> [WORK REQUIRED] Lines with the word "green" are the answer; copy each of them from the data below.

> [AVAILABLE DATA]
--

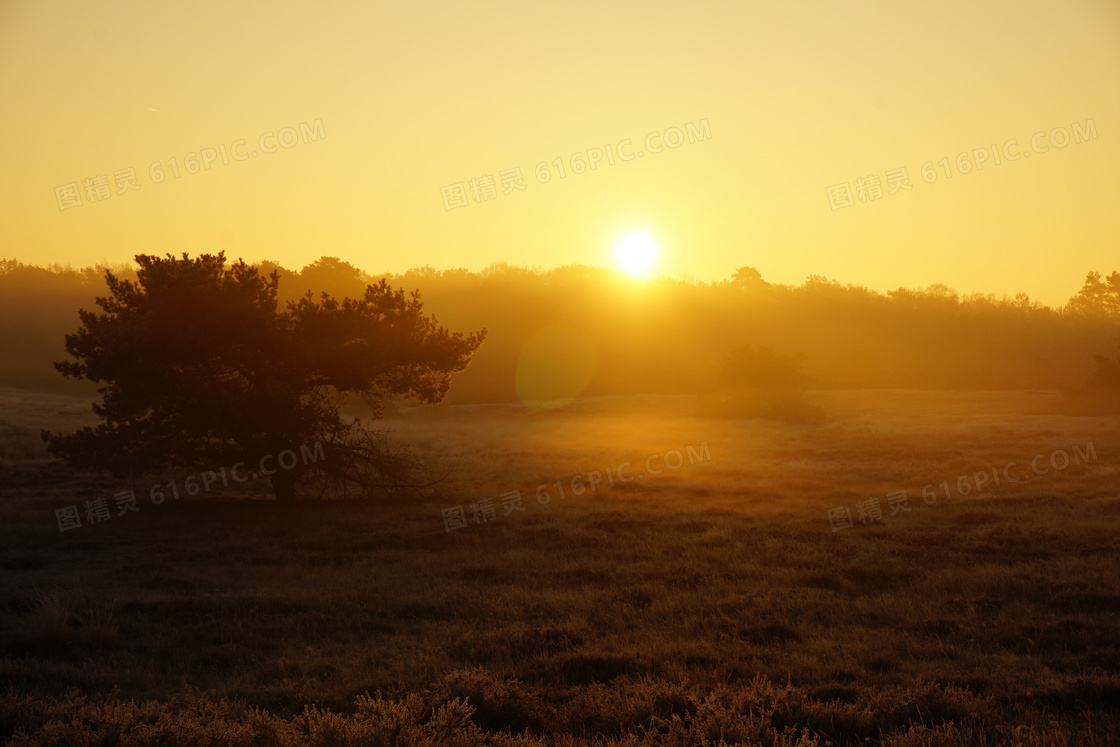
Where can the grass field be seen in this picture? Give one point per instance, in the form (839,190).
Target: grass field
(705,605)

--

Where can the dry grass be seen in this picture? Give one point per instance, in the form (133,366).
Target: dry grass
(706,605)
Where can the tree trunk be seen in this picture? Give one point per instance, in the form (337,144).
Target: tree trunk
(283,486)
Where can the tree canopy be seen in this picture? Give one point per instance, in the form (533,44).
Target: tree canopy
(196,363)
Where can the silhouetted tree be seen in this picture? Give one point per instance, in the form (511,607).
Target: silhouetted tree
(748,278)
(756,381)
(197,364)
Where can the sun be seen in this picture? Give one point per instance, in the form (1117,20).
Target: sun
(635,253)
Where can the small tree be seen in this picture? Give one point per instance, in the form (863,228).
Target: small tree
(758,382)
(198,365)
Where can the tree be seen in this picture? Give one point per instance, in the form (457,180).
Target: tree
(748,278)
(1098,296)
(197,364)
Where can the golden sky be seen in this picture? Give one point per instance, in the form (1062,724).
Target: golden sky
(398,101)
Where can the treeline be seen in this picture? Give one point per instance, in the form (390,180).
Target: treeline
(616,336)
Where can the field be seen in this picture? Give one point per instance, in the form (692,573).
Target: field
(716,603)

--

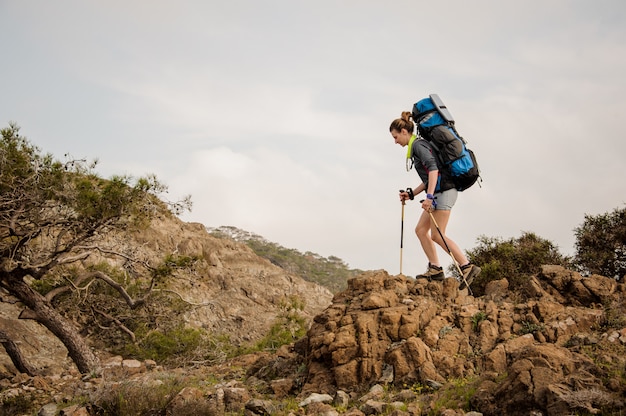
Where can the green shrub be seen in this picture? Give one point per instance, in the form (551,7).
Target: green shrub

--

> [WRITTEN RESPONSE]
Where can the green shrub be seen in this picture? Give one point per instance, in the form (551,7).
Target: green shrub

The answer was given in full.